▸ Extrait fourni:
Le 18 mars, le Grand Conseil a adopté un premier paquet, assez ficelé,  de lois supposées "désenchevêtrer" les politiques sociales et parascolaires des communes et du canton, à partir d'un accord "unanime" entre le canton et l'Association des communes (mais dont on ne sait pas si les communes, elles, étaient unanimes pour le ratifier). En résumé, l'accueil parascolaire sera de la compétence exclusive des communes et les prestations sociales financières de celle du canton, à l'exception d'aides ponctuelles que les communes pourront accorder, et de prestations complémentaires accordées par la seule Ville de Genève, et qu'elle sera seule (parce qu'elle a été seule à se battre pour cela) à pouvoir continuer d'accorder aux bénéficiaires de prestations cantonales complémentaires à l'assurance vieillesse et invalidité : bonjour l'égalité de traitement... et l'Association des communes genevoise entérine ? Voilà qui va certainement contribuer à en rehausser le prestige. Les communes vont reprendre l'aide à domicile accordées aux personnes âgées, le canton étant chargé des soins  à domicile et de la prise en charge en EMS. Ce paquet de lois ayant été accepté, et aucun référendum n'ayant été lancé contre elles, c'est au tour de la politique culturelle de faire l'objet de projets de "désenchevêtrement" -de projets plus contestables, si l'on  en juge par le projet de loi cantonale sur la répartition des tâches dans le domaine de la culture, proposé par le Conseil d'Etat (il est téléchargeable sur www.fichier-pdf.fr/2016/04/08/pl11872/ ) après une négociation avec les communes, et surtout la Ville de Genève... mais pas avec les acteurs culturels...
     
Une affaire de choix politique ou d'amour-propre ?

▸ Données brutes:
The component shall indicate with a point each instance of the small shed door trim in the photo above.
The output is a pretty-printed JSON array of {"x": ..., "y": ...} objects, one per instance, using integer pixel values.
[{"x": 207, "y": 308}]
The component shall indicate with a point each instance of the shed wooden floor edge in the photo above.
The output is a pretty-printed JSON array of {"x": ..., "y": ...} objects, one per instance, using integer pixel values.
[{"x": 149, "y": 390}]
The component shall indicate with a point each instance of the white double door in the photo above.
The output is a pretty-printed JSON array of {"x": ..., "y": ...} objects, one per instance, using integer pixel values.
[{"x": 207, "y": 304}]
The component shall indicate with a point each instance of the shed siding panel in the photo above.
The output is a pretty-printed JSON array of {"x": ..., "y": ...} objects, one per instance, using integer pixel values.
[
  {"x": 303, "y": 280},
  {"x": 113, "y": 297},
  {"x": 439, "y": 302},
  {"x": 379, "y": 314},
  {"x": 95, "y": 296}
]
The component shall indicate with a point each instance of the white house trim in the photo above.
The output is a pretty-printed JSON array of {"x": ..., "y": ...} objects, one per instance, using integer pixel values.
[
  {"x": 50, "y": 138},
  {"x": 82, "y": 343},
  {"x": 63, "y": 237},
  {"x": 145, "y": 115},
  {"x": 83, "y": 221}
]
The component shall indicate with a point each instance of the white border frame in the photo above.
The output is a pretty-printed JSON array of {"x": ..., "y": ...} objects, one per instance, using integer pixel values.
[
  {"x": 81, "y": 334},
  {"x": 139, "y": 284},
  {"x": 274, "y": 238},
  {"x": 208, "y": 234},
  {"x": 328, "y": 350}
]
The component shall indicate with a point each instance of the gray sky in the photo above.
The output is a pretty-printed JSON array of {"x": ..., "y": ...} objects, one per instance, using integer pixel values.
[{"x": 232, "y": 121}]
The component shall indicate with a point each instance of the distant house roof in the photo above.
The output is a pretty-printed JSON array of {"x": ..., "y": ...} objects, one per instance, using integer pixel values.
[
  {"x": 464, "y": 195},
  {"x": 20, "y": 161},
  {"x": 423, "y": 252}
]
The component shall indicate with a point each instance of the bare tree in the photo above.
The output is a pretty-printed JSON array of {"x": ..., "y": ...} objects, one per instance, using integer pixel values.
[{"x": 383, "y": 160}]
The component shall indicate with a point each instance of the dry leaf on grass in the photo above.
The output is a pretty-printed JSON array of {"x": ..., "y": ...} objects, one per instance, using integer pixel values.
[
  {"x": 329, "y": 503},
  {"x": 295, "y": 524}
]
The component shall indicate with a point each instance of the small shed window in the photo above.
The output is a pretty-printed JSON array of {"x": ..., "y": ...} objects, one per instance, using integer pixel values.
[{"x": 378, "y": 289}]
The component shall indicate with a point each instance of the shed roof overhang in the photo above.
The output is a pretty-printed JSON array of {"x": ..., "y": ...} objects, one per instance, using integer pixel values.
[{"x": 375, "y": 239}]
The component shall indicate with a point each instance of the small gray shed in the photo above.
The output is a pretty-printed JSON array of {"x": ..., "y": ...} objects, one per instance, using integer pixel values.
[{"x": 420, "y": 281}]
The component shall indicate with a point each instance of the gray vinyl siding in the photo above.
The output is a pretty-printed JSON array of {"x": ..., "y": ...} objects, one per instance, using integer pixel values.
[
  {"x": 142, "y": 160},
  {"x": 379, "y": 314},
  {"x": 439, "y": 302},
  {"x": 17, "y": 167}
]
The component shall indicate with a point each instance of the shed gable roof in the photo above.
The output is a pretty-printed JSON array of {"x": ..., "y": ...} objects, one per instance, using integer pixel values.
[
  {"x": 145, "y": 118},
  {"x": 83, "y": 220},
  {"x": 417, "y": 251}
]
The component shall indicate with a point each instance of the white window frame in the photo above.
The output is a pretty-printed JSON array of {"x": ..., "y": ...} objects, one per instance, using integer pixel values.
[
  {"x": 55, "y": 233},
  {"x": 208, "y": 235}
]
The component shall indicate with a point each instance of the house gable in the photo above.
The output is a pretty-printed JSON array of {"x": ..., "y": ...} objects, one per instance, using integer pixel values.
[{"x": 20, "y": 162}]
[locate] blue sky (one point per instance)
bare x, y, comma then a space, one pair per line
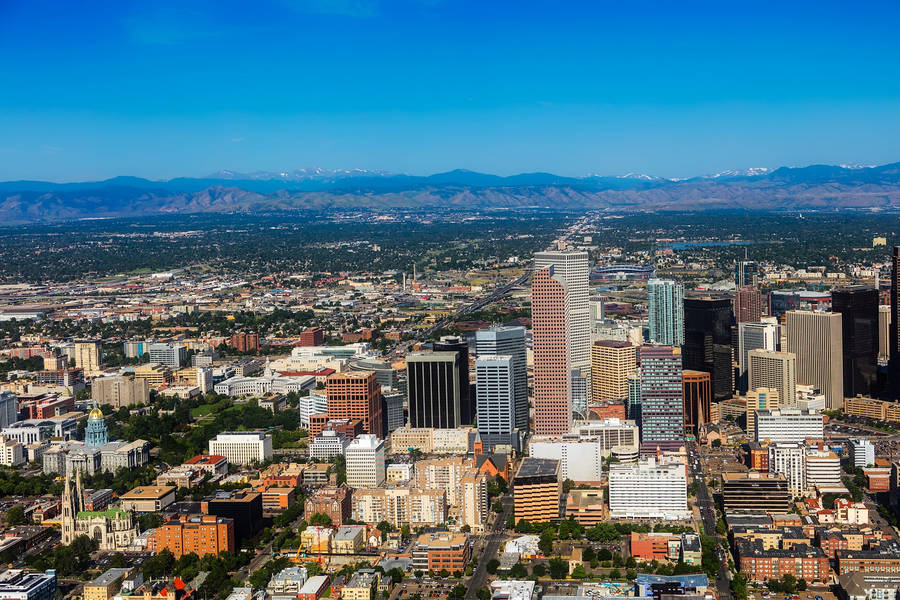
157, 89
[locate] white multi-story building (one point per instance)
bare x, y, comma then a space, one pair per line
788, 425
242, 447
9, 412
755, 336
328, 444
314, 404
579, 459
495, 398
789, 459
610, 432
648, 490
204, 379
862, 452
264, 384
365, 461
573, 269
12, 453
823, 470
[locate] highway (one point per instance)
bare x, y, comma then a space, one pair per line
402, 348
708, 517
489, 549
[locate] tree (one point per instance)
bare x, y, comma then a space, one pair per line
518, 571
16, 516
739, 586
545, 543
320, 519
558, 568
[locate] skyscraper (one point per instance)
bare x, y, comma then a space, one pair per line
754, 336
433, 390
697, 392
707, 342
747, 305
746, 273
453, 343
858, 306
815, 339
355, 395
662, 405
611, 364
561, 331
894, 337
776, 370
88, 355
665, 301
496, 400
884, 333
509, 341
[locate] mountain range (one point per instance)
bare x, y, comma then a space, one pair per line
816, 187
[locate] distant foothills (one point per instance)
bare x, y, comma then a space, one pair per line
816, 187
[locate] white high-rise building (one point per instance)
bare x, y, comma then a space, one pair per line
495, 399
862, 452
774, 370
823, 469
648, 490
242, 447
573, 270
365, 461
666, 312
9, 411
815, 338
788, 425
789, 459
204, 379
509, 341
579, 460
755, 336
314, 404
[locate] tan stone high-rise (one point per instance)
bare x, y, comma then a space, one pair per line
776, 370
88, 355
815, 339
611, 364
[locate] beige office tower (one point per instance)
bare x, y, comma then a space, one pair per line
760, 399
815, 338
88, 355
884, 333
776, 370
611, 364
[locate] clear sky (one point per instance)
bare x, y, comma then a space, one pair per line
160, 89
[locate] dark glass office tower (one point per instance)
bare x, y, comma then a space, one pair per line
452, 343
858, 307
707, 342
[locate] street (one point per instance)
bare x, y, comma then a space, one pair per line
489, 549
708, 516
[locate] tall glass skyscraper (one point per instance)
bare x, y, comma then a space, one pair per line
666, 307
662, 404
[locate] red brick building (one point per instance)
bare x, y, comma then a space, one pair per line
312, 336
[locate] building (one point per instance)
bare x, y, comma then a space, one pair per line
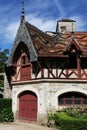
46, 72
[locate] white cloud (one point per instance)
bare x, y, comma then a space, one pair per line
11, 30
47, 25
80, 22
44, 25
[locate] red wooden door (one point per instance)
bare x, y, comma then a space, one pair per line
28, 106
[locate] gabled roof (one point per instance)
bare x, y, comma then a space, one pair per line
49, 46
40, 44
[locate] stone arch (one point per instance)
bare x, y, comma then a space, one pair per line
15, 99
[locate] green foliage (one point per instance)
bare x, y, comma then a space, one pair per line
5, 103
7, 115
50, 116
70, 123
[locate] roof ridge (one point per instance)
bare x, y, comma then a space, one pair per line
42, 32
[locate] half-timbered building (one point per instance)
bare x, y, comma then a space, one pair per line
46, 71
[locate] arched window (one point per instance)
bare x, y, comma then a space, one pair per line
72, 98
21, 62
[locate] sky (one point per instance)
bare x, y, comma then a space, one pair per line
43, 14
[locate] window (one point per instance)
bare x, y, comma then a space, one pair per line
23, 60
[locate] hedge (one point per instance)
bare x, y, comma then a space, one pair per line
5, 103
69, 123
6, 114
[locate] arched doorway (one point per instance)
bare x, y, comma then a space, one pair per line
72, 98
28, 106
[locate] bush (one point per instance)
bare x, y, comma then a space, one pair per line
5, 103
66, 122
7, 115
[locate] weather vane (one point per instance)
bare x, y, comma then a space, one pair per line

▸ Votre tâche: Poursuivez l'extrait sur la répartition des tâches entre le canton de Genève et ses communes à partir de sa dernière phrase.

▸ Exercice corrigé:
"Nous sommes en train de faire à quelques uns ce que la Constituante, c'est-à-dire 80 personnes dont c'était l'unique tâche, n'a pas su faire en quatre ans", lâchait le président du Conseil d'Etat, François Longchamp, en octobre dernier, lors de la présentation du premier paquet de lois visant au "désenchevêtrement" des tâches entre le canton et les communes. Et il n'avait pas tort, le président du gouvernement -même si la Constituante n'avait pas que cette tâche à accomplir, elle l'avait, et ne l'a pas accomplie, refilant pleutreusement la patate chaude (et les conflits qui vont avec) au Conseil d'Etat, et après lui au Grand Conseil. Une première loi avait, en septembre dernier, fixé la méthode de se "désenchevêtrement", même là où il n'y a pas grand chose à désenchevêtrer -comme dans la politique culturelle, où le canton joue un rôle supplétif des communes en général et de la Ville en particulier, ce qui fait de ce champ de l'action politique le seul d'importance où à Genève le principe de subsidiarité, invoqué comme principe de référence du "désenchevêtrement" soit respecté : le canton n'intervient que là où la commune (la Ville, principalement, mais pas exclusivement) n'intervient pas, ou intervient comme complément de l'intervention de la commune.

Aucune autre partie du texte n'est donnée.